# [REQUIREMENT]
Render every line of the rows below as a numbered list, omitting blank lines.
begin RECORDS PROVIDED
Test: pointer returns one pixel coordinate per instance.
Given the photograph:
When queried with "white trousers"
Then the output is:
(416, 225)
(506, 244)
end RECORDS PROVIDED
# [EXERCISE ANSWER]
1. Test: pointer returns one pixel coordinate per instance.
2. Given the photograph:
3. When queried with "white trousers"
4. Then the output is:
5. (416, 225)
6. (506, 244)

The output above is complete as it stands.